▸ **GIVEN PROBLEM**:
Please render these records as a Markdown table with two columns, No. and Text, giving each line its row number and leaving out blank lines.

*** DATA SHOWN ***

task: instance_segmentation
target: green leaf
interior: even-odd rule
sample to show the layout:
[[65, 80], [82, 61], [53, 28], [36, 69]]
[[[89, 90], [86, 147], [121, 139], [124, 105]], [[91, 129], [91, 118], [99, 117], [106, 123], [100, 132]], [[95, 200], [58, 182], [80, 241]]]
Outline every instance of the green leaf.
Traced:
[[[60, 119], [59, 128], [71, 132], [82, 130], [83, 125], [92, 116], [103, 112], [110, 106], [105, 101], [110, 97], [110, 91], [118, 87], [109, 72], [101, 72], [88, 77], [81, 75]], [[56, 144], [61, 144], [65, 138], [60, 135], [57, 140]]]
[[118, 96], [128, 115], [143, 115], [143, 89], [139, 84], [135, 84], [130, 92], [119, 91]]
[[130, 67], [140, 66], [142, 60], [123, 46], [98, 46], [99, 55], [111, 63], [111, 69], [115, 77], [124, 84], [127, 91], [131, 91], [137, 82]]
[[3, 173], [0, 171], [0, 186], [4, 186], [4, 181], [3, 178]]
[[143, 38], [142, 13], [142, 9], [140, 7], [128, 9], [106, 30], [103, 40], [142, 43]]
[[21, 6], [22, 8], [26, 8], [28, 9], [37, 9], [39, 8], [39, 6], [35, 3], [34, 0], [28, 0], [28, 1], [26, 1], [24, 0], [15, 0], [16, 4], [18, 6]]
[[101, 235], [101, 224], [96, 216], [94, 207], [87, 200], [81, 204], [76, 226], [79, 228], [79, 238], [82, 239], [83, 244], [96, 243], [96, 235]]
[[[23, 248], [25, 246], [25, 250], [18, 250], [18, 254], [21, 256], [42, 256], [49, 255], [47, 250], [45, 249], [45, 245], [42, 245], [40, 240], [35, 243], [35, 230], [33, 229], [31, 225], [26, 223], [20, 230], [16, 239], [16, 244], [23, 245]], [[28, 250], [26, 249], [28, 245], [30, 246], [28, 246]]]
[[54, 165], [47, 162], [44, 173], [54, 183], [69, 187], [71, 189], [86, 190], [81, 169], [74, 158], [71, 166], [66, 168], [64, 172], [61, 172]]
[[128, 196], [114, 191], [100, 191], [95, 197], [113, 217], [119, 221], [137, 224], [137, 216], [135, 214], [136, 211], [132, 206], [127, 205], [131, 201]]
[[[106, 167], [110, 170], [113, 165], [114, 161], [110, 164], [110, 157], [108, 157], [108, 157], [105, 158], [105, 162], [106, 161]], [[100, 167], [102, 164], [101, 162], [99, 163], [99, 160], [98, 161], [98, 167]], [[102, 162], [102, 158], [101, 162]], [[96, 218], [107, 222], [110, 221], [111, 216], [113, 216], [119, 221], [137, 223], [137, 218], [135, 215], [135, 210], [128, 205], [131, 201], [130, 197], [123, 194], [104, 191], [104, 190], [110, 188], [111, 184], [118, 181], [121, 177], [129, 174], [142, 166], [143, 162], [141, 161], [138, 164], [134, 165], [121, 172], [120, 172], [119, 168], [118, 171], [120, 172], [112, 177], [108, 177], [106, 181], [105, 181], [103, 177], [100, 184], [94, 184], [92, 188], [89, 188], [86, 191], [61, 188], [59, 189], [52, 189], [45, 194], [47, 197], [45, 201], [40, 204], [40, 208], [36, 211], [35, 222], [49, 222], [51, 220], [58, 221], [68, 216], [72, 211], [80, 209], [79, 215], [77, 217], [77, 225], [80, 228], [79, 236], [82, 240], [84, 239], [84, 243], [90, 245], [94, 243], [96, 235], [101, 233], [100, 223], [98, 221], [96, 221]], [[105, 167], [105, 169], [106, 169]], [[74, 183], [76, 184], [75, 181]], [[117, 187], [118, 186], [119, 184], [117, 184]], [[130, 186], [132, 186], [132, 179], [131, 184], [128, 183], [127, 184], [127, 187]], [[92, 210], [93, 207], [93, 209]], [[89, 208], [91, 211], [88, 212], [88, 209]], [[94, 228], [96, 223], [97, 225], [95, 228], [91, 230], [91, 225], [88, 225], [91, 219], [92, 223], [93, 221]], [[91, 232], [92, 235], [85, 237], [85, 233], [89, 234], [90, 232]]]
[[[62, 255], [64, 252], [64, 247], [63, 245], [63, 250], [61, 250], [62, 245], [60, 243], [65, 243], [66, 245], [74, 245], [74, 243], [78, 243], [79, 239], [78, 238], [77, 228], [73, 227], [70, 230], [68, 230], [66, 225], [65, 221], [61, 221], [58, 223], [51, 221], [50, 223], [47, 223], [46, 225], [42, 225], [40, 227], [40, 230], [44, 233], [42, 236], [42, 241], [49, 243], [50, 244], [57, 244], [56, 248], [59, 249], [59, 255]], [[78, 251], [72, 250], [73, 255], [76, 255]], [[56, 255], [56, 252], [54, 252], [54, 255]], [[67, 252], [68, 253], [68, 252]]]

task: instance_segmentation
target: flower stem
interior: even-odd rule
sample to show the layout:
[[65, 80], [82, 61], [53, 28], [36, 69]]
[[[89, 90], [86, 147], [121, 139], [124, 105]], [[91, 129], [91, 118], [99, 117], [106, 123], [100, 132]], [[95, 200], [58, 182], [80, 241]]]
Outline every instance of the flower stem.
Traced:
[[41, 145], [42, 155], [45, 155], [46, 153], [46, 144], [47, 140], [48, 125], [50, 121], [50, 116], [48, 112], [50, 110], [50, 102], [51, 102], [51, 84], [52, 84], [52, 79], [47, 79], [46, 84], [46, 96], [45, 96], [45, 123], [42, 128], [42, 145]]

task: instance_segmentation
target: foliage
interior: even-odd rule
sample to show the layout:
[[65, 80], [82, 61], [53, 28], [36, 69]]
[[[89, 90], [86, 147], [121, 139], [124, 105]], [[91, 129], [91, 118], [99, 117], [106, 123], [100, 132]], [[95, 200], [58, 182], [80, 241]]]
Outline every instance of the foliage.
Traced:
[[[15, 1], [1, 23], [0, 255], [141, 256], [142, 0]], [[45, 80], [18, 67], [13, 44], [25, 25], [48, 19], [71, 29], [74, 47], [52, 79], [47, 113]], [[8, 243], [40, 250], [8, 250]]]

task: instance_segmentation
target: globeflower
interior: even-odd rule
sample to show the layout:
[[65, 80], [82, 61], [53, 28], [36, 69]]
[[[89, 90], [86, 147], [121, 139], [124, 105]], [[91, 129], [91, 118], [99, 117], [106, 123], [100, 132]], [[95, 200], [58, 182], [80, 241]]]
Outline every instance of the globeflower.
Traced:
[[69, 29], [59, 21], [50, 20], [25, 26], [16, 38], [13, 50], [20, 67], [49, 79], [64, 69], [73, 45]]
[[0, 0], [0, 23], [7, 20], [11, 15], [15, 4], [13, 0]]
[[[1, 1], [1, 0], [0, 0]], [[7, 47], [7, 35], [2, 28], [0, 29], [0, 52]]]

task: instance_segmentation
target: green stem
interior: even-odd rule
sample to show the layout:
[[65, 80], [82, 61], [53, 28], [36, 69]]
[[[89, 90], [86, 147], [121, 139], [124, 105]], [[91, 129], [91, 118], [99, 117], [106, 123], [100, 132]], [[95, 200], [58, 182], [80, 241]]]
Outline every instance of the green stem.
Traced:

***

▸ **COMPLETE RESPONSE**:
| No. | Text |
|---|---|
| 1 | task: instance_segmentation |
| 2 | target: green leaf |
| 3 | interior: even-odd rule |
| 4 | sample to show the layout: |
| 5 | [[65, 80], [82, 61], [53, 28], [36, 69]] |
| 6 | [[[89, 90], [86, 147], [121, 139], [124, 105]], [[91, 129], [91, 118], [99, 117], [106, 123], [100, 132]], [[95, 200], [58, 182], [80, 241]]] |
| 7 | Outline every instance of the green leaf. |
| 8 | Traced: |
| 9 | [[[60, 119], [59, 128], [71, 132], [82, 130], [83, 125], [92, 116], [103, 112], [110, 106], [105, 101], [110, 97], [110, 91], [118, 87], [109, 72], [101, 72], [88, 77], [81, 75]], [[56, 144], [61, 144], [65, 138], [60, 135], [57, 140]]] |
| 10 | [[118, 96], [128, 115], [143, 115], [143, 89], [139, 84], [135, 84], [130, 92], [119, 91]] |
| 11 | [[130, 67], [140, 66], [142, 60], [123, 46], [98, 46], [99, 55], [111, 63], [111, 69], [115, 77], [124, 84], [127, 91], [131, 91], [137, 82]] |
| 12 | [[3, 173], [0, 171], [0, 186], [4, 186], [4, 181], [3, 178]] |
| 13 | [[143, 38], [142, 13], [142, 9], [140, 7], [128, 9], [106, 30], [103, 40], [142, 43]] |
| 14 | [[21, 6], [22, 8], [26, 8], [28, 9], [37, 9], [39, 8], [39, 6], [35, 3], [34, 0], [28, 0], [28, 1], [26, 1], [24, 0], [15, 0], [16, 4], [18, 6]] |
| 15 | [[101, 235], [101, 224], [96, 216], [94, 207], [87, 200], [81, 204], [76, 226], [79, 228], [79, 238], [82, 239], [83, 244], [96, 243], [96, 235]] |
| 16 | [[[23, 248], [25, 246], [25, 250], [18, 250], [18, 254], [21, 256], [42, 256], [49, 255], [47, 250], [45, 249], [45, 245], [42, 245], [40, 240], [35, 243], [35, 230], [33, 229], [31, 225], [26, 223], [20, 230], [16, 239], [16, 244], [23, 245]], [[28, 250], [26, 249], [28, 245], [30, 246], [28, 246]]] |
| 17 | [[54, 165], [47, 162], [44, 173], [54, 183], [69, 187], [71, 189], [86, 190], [81, 169], [74, 158], [71, 166], [66, 168], [64, 172], [61, 172]] |
| 18 | [[128, 196], [114, 191], [100, 191], [95, 197], [113, 217], [119, 221], [137, 224], [137, 216], [135, 214], [136, 211], [132, 206], [127, 205], [131, 201]] |
| 19 | [[[106, 167], [110, 170], [113, 165], [114, 161], [110, 164], [110, 157], [108, 157], [108, 157], [105, 158], [105, 162], [106, 161]], [[100, 167], [102, 164], [101, 162], [99, 163], [99, 160], [98, 161], [98, 167]], [[102, 162], [102, 158], [101, 162]], [[96, 218], [107, 222], [110, 221], [111, 216], [113, 216], [119, 221], [137, 223], [137, 218], [135, 215], [135, 210], [128, 205], [131, 201], [130, 197], [123, 194], [104, 191], [104, 190], [110, 188], [111, 184], [118, 181], [121, 177], [129, 174], [142, 166], [143, 162], [141, 161], [138, 164], [134, 165], [121, 172], [120, 172], [119, 168], [118, 171], [120, 172], [112, 177], [108, 177], [106, 181], [105, 181], [103, 177], [100, 184], [94, 184], [92, 188], [89, 188], [86, 191], [61, 188], [59, 189], [52, 189], [45, 194], [47, 197], [45, 201], [40, 204], [40, 208], [36, 211], [35, 222], [49, 222], [51, 220], [58, 221], [68, 216], [72, 211], [80, 209], [79, 215], [77, 217], [77, 225], [80, 228], [79, 236], [82, 240], [84, 239], [84, 243], [90, 245], [94, 243], [96, 235], [101, 233], [100, 223], [98, 221], [96, 221]], [[105, 167], [105, 169], [106, 169]], [[74, 183], [76, 184], [75, 181]], [[117, 187], [118, 186], [119, 184], [117, 184]], [[130, 186], [132, 186], [132, 179], [131, 184], [128, 183], [127, 184], [127, 187]], [[92, 210], [93, 207], [93, 209]], [[89, 208], [91, 211], [88, 212], [88, 209]], [[94, 228], [96, 223], [97, 225], [95, 228], [91, 230], [91, 225], [88, 225], [91, 219], [92, 223], [93, 221]], [[91, 232], [92, 235], [85, 237], [85, 233], [89, 234], [90, 232]]] |
| 20 | [[[62, 255], [64, 252], [64, 247], [63, 245], [63, 250], [61, 250], [62, 245], [60, 243], [65, 243], [66, 245], [74, 245], [74, 243], [78, 243], [79, 239], [78, 238], [77, 228], [73, 227], [70, 230], [68, 230], [66, 225], [65, 221], [61, 221], [58, 223], [51, 221], [50, 223], [47, 223], [46, 225], [42, 225], [40, 227], [40, 230], [44, 233], [42, 236], [42, 241], [49, 243], [50, 244], [57, 244], [56, 248], [59, 249], [59, 255]], [[78, 251], [72, 250], [73, 255], [76, 255]], [[56, 255], [56, 252], [54, 252], [54, 255]], [[67, 252], [68, 253], [68, 252]]] |
| 21 | task: instance_segmentation |
| 22 | target: flower stem |
| 23 | interior: even-odd rule |
| 24 | sample to show the layout: |
| 25 | [[65, 80], [82, 61], [53, 28], [36, 69]] |
| 26 | [[[89, 90], [86, 147], [121, 139], [124, 105]], [[91, 129], [91, 118], [99, 117], [106, 123], [100, 132]], [[95, 200], [58, 182], [80, 241]]] |
| 27 | Outline every instance of the flower stem. |
| 28 | Traced: |
| 29 | [[41, 145], [42, 155], [45, 155], [46, 153], [46, 144], [47, 140], [48, 125], [50, 121], [50, 116], [48, 112], [50, 110], [50, 102], [51, 102], [51, 84], [52, 84], [52, 79], [47, 79], [46, 84], [46, 96], [45, 96], [45, 123], [42, 128], [42, 145]] |
| 30 | task: instance_segmentation |
| 31 | target: foliage |
| 32 | interior: even-odd rule |
| 33 | sample to show the layout: |
| 34 | [[65, 80], [82, 61], [53, 28], [36, 69]] |
| 35 | [[[89, 90], [86, 147], [121, 139], [124, 105]], [[91, 129], [91, 118], [99, 117], [106, 123], [100, 132]], [[95, 200], [58, 182], [80, 241]]] |
| 36 | Outline every instance of the foliage. |
| 37 | Traced: |
| 38 | [[[15, 1], [1, 23], [0, 255], [141, 256], [142, 0]], [[45, 80], [18, 67], [13, 44], [25, 25], [48, 19], [71, 29], [74, 47], [52, 79], [47, 113]], [[8, 243], [40, 250], [8, 250]]] |
| 39 | task: instance_segmentation |
| 40 | target: globeflower |
| 41 | interior: even-odd rule |
| 42 | sample to show the layout: |
| 43 | [[65, 80], [82, 61], [53, 28], [36, 69]] |
| 44 | [[[89, 90], [86, 147], [121, 139], [124, 105]], [[91, 129], [91, 118], [99, 117], [106, 123], [100, 132]], [[95, 200], [58, 182], [80, 241]]] |
| 45 | Outline every instance of the globeflower. |
| 46 | Traced: |
| 47 | [[69, 29], [59, 21], [50, 20], [25, 26], [16, 38], [13, 50], [20, 67], [49, 79], [64, 69], [73, 45]] |
| 48 | [[0, 0], [0, 23], [7, 20], [11, 15], [15, 4], [13, 0]] |
| 49 | [[[1, 1], [1, 0], [0, 0]], [[7, 47], [7, 35], [2, 28], [0, 29], [0, 52]]] |
| 50 | task: instance_segmentation |
| 51 | target: green stem |
| 52 | interior: even-odd rule |
| 53 | sample to show the layout: |
| 54 | [[65, 80], [82, 61], [53, 28], [36, 69]] |
| 55 | [[[89, 90], [86, 147], [121, 139], [124, 105]], [[91, 129], [91, 118], [99, 117], [106, 123], [100, 132]], [[95, 200], [58, 182], [80, 241]]] |
| 56 | Outline every instance of the green stem. |
| 57 | Traced: |